Problem details. Report each line of the entries below that contains the word "canopy", copying every such line in full.

[Begin Provided material]

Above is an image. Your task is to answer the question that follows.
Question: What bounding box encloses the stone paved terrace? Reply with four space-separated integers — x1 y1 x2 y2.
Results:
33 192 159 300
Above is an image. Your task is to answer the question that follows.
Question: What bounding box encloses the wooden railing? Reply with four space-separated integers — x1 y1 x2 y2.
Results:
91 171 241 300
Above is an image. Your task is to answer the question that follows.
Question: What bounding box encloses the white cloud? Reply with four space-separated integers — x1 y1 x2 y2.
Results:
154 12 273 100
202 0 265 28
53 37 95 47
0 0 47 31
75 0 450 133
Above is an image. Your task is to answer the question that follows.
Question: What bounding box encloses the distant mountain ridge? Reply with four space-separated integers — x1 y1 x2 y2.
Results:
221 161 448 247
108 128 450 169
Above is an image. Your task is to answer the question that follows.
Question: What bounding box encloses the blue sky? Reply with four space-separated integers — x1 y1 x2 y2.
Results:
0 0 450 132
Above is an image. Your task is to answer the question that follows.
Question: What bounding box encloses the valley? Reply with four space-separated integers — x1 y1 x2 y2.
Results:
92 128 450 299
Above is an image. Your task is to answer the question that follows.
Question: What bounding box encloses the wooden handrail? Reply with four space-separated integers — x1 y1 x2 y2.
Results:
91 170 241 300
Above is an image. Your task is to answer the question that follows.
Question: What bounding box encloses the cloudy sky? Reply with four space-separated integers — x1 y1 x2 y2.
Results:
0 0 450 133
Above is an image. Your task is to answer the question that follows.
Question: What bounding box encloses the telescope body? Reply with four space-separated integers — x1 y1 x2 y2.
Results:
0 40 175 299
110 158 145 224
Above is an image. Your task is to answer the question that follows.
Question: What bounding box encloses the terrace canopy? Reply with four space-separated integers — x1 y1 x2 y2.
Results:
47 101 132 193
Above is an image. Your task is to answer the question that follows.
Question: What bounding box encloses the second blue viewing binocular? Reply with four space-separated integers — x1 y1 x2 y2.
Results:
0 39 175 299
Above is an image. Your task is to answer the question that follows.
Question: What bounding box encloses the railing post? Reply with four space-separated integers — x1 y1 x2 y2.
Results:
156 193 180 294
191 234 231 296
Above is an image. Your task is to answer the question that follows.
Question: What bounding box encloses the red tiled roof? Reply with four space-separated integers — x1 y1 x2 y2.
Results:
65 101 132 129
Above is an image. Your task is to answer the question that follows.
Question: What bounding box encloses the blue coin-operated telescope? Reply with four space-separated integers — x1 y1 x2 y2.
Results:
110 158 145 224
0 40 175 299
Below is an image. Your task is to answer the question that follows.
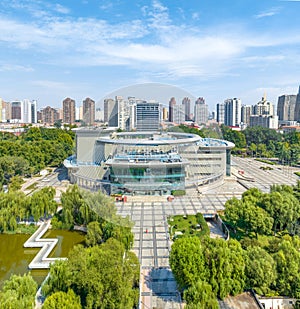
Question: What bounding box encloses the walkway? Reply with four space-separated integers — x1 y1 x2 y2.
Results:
116 192 241 309
23 220 66 269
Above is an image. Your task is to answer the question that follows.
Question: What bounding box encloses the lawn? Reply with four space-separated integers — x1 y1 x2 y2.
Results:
168 213 210 239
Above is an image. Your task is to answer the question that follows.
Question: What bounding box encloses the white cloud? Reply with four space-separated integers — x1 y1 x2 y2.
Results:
192 12 200 20
30 80 69 91
0 0 300 82
0 64 34 72
54 3 70 14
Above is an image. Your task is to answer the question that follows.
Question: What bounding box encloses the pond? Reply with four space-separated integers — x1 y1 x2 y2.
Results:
0 230 85 288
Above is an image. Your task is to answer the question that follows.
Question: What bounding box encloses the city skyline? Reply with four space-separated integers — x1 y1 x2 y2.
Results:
0 0 300 109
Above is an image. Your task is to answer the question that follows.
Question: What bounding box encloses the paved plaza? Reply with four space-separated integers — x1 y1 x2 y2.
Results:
117 158 300 309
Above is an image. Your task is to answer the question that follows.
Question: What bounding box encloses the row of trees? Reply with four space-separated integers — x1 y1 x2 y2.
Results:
221 125 300 165
170 182 300 309
43 186 140 309
0 275 37 309
52 185 134 249
0 128 74 187
170 237 245 309
0 187 57 233
170 235 300 309
0 186 140 309
43 238 140 309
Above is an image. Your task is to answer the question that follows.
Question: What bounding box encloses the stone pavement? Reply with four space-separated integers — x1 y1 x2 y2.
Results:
116 158 300 309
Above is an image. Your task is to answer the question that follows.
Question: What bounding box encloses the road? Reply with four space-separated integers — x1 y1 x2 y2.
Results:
116 157 300 309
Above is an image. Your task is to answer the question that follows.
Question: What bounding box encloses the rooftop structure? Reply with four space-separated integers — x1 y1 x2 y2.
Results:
65 129 234 195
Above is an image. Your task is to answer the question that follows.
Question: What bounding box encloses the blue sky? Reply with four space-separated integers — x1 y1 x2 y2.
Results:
0 0 300 109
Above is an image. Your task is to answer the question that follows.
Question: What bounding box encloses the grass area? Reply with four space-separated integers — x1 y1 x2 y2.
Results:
168 213 210 239
255 158 276 165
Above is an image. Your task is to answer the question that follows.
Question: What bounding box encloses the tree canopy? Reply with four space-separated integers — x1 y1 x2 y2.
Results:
43 238 140 309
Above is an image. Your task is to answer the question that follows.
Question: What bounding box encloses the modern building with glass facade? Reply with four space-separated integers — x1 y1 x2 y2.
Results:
65 129 234 195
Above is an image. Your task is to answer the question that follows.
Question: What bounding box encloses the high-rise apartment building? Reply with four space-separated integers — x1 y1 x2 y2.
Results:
253 95 274 116
41 106 60 125
277 95 297 121
136 101 160 131
63 98 76 124
194 98 208 124
10 101 23 123
162 107 169 121
182 97 191 121
0 98 5 122
2 102 12 120
250 115 278 129
82 98 95 125
115 96 130 130
169 97 176 122
104 99 118 127
224 98 242 127
241 105 252 126
172 104 186 124
217 103 225 124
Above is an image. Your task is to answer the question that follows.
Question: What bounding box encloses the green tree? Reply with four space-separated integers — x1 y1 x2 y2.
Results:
170 237 208 289
273 240 300 298
43 238 139 309
0 274 37 309
245 246 277 295
183 281 219 309
85 221 103 246
43 289 82 309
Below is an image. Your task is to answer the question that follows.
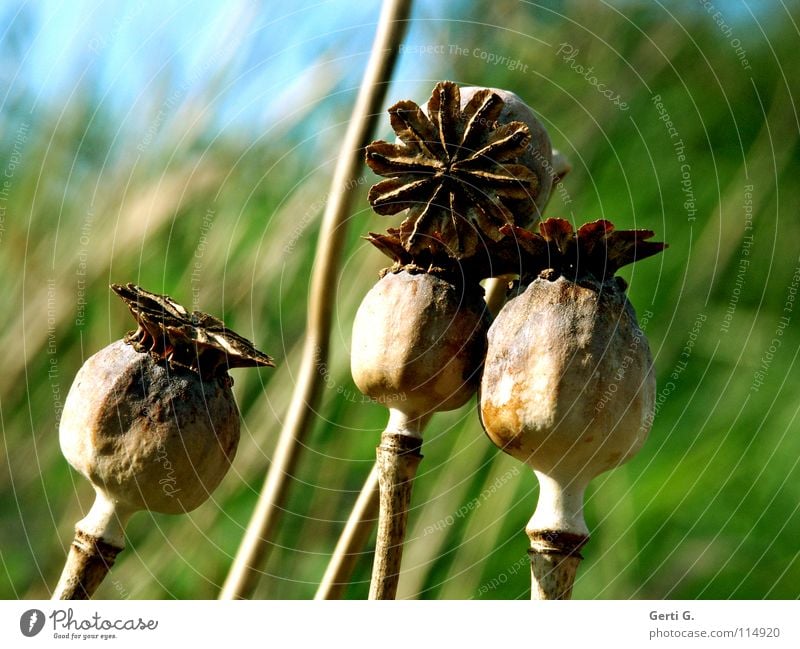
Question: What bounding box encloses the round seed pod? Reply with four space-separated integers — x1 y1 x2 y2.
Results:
480 219 665 540
481 276 655 496
350 270 489 426
60 340 239 514
59 284 272 551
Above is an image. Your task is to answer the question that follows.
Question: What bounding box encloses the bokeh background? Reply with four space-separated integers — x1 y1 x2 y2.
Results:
0 0 800 599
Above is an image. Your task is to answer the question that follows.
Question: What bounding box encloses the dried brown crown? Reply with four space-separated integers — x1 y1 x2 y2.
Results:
503 219 667 282
111 284 274 379
367 81 539 260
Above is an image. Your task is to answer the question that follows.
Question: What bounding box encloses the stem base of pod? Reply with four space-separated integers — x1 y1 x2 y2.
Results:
528 530 589 599
369 429 422 599
52 529 123 600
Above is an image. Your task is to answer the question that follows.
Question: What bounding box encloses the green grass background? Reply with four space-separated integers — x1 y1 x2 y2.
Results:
0 1 800 599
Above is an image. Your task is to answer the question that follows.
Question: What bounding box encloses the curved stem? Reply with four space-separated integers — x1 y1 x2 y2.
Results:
526 471 589 599
369 410 429 599
220 0 411 599
314 464 379 599
52 492 130 600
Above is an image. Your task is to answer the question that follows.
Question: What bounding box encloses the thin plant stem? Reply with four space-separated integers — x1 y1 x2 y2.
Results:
52 530 122 600
314 464 379 599
220 0 411 599
369 429 422 599
528 531 589 599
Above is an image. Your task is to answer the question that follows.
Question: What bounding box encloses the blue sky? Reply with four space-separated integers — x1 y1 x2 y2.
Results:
0 0 768 139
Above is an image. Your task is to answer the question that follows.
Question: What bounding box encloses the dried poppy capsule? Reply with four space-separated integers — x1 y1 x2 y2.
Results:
480 219 664 599
350 234 489 599
367 81 566 260
53 284 272 599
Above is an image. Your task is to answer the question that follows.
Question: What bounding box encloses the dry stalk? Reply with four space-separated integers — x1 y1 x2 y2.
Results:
220 0 411 599
314 465 379 599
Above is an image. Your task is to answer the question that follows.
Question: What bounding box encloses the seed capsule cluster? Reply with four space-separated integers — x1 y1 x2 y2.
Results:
360 82 665 598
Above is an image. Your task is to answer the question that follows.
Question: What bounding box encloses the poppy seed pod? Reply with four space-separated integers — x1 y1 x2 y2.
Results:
53 284 272 599
480 219 664 598
350 271 488 421
366 81 560 261
351 269 489 599
461 86 556 227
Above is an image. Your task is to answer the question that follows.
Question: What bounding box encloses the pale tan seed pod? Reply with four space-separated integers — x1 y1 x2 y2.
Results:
350 271 488 421
480 219 665 599
350 270 489 599
60 340 239 520
53 284 272 599
481 276 655 535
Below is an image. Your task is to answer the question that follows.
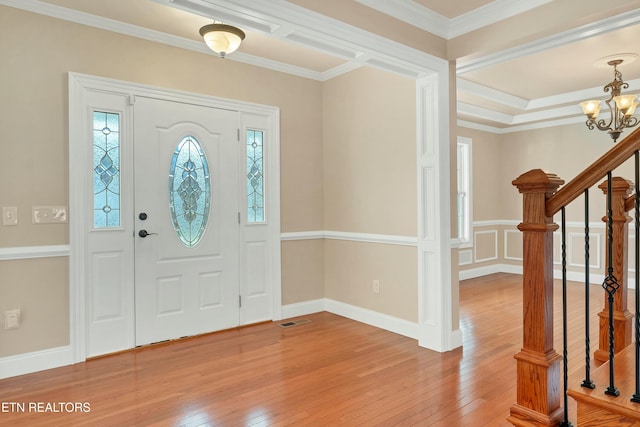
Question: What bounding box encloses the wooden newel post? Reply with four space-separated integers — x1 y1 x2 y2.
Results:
507 169 564 426
594 177 633 362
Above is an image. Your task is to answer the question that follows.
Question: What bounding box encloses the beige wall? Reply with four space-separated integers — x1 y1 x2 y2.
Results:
0 6 324 357
0 6 428 357
323 68 418 321
458 123 633 275
323 68 417 236
0 257 69 357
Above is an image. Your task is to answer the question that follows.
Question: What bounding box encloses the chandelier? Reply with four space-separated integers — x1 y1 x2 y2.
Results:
580 55 638 142
200 24 244 58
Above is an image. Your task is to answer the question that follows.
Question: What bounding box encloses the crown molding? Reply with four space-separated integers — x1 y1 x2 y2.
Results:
356 0 552 40
457 117 584 135
0 0 336 81
160 0 448 79
456 77 530 110
355 0 451 39
456 9 640 76
448 0 552 39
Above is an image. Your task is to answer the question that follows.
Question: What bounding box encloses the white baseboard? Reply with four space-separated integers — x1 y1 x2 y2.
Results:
282 298 325 319
282 298 418 339
325 298 418 339
458 264 522 280
0 346 74 379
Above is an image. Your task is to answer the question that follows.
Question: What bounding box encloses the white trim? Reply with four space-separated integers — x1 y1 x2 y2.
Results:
282 298 463 348
456 9 640 75
502 230 522 262
324 231 418 246
416 72 461 352
325 298 418 339
0 245 71 261
473 219 520 227
458 264 522 280
154 0 446 81
280 230 325 242
356 0 551 40
280 230 418 246
282 298 326 319
0 346 75 379
458 248 473 266
473 230 498 263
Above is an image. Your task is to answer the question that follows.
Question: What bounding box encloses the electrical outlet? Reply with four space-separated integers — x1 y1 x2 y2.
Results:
2 206 18 225
32 206 67 224
4 308 20 329
373 279 380 294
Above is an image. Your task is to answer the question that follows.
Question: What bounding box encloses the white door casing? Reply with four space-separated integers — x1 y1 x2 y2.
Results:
69 73 281 362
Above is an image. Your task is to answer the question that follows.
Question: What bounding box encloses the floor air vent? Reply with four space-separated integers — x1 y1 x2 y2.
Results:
280 319 311 328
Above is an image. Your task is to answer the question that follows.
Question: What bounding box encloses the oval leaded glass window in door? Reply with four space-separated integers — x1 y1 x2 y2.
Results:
169 135 211 248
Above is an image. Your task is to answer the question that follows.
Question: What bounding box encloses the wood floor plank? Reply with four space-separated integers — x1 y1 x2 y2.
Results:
0 274 633 427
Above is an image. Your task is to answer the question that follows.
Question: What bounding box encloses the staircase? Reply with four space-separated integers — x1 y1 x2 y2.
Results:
568 346 640 427
507 129 640 427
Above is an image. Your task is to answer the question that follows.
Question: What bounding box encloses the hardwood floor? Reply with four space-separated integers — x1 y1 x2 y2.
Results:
0 274 633 427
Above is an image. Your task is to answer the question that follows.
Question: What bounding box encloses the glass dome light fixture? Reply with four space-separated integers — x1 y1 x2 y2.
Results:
580 54 638 142
200 23 245 58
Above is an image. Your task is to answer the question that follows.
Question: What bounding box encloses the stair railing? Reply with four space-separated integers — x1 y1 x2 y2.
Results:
507 129 640 426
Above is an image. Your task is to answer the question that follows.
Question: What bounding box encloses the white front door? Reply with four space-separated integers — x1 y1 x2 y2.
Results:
74 74 281 361
133 97 240 345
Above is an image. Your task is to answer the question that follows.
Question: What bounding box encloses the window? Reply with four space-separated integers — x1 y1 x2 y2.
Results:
169 135 211 248
93 111 120 228
247 129 264 223
457 137 473 246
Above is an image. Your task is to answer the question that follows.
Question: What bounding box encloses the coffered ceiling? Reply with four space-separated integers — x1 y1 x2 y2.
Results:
0 0 640 133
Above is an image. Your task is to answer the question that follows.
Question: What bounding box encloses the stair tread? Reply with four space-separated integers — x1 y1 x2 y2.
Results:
568 345 640 420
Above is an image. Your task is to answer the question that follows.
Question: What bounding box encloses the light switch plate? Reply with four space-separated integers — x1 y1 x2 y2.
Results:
2 206 18 225
32 206 67 224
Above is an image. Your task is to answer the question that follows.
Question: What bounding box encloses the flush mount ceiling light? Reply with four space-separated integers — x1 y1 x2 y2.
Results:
200 24 244 58
580 53 638 142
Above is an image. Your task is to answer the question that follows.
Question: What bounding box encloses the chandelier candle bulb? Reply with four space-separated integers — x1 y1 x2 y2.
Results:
580 99 601 119
613 95 637 116
580 53 640 142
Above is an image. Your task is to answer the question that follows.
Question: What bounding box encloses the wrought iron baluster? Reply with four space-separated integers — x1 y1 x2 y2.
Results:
631 151 640 403
581 189 596 390
560 207 571 427
602 171 620 396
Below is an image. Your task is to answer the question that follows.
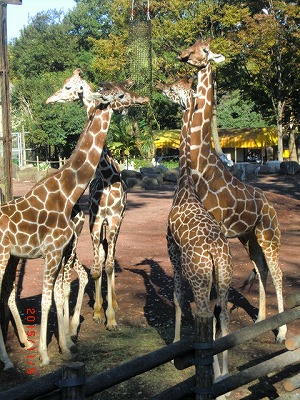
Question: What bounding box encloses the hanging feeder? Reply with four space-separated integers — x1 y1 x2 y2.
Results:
128 0 152 99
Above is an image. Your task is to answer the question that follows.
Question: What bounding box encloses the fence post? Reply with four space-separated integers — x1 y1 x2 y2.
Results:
194 312 214 400
58 361 85 400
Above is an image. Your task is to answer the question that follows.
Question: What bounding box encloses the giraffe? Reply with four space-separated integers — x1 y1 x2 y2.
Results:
179 40 287 342
158 77 233 378
0 84 148 369
47 68 127 330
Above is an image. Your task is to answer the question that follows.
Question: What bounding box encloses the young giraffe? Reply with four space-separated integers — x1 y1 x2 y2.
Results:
159 77 233 378
179 40 286 342
0 84 148 369
47 68 127 330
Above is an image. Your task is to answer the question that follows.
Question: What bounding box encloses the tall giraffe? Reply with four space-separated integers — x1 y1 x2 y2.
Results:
159 77 233 378
179 40 286 342
0 84 148 369
47 68 127 330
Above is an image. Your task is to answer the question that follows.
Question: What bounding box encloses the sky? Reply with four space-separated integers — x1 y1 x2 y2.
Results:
7 0 76 42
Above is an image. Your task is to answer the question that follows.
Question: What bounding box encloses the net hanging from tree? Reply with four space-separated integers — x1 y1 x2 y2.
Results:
128 0 152 98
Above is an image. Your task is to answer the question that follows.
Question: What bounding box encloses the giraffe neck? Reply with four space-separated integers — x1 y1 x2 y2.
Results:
189 64 212 171
27 106 113 217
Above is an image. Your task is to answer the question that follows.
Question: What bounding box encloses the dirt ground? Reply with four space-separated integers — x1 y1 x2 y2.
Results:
0 174 300 400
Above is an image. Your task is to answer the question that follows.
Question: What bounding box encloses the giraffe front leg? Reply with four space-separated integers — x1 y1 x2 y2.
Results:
105 230 118 331
91 239 106 323
0 250 14 371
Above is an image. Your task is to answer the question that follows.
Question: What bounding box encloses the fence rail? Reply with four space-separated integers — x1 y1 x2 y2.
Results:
0 295 300 400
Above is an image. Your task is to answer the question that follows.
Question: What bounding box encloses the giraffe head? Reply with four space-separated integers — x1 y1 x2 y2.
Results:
92 82 149 111
156 76 196 109
46 68 93 112
178 39 225 69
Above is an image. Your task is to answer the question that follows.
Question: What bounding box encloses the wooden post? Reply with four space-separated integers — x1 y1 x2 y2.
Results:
194 313 214 400
59 362 85 400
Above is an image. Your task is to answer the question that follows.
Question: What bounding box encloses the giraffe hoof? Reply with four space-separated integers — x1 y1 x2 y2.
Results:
3 361 15 373
106 323 119 332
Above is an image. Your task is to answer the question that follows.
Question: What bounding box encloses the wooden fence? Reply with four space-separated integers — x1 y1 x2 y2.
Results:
0 293 300 400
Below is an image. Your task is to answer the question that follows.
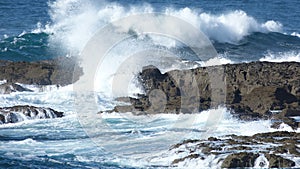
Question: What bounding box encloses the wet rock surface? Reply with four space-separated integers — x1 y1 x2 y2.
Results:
102 62 300 129
169 131 300 168
0 57 82 88
0 105 64 124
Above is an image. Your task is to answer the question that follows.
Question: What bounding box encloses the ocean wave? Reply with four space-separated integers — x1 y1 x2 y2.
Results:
259 51 300 62
33 0 283 53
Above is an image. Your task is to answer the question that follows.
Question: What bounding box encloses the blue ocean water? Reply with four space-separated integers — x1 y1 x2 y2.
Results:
0 0 300 169
0 0 300 61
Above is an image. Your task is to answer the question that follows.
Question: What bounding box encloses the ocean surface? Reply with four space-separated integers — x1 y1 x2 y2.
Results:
0 0 300 169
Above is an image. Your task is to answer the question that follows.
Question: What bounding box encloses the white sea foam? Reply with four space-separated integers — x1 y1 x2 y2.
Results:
259 51 300 62
291 32 300 38
32 0 282 54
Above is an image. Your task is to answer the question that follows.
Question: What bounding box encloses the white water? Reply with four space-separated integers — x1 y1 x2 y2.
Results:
0 0 299 168
0 87 298 168
32 0 282 54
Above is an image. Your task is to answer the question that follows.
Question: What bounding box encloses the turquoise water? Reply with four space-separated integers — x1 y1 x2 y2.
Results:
0 0 300 169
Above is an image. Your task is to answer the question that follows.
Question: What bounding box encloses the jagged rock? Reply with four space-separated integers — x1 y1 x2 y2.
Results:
102 62 300 128
0 106 64 124
169 131 300 168
0 57 82 85
265 154 295 168
221 152 259 168
0 83 32 94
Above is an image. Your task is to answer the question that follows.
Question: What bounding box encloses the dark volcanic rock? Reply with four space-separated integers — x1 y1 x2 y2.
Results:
221 152 259 168
102 62 300 128
169 131 300 168
265 154 296 168
0 83 31 94
0 106 64 124
0 57 82 85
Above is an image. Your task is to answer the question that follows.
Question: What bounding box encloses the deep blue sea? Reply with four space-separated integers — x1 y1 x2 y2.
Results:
0 0 300 169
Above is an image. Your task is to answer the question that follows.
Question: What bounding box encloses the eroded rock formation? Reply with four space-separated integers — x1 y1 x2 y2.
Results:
102 62 300 128
0 105 64 124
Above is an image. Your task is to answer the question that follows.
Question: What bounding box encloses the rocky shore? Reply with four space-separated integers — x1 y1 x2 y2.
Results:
103 62 300 129
0 57 83 94
169 131 300 168
0 57 82 124
0 105 64 124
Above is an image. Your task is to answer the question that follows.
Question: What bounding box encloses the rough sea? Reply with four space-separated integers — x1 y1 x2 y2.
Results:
0 0 300 169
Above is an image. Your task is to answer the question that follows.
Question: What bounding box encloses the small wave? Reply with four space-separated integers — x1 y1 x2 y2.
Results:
32 0 283 53
259 51 300 62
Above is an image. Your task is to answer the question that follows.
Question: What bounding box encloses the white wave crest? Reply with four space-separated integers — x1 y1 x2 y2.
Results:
33 0 282 54
259 51 300 62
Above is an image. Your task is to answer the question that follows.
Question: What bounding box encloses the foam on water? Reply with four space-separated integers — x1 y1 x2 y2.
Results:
32 0 282 54
259 51 300 62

[End Provided material]

Problem solution.
Question: What bounding box encloses the terrace canopy? Reply with four space-separated integers — x1 y1 x2 y2.
Question: What bounding box encloses the tree canopy? Reply with four space-separated integers — x1 y1 x2 y2.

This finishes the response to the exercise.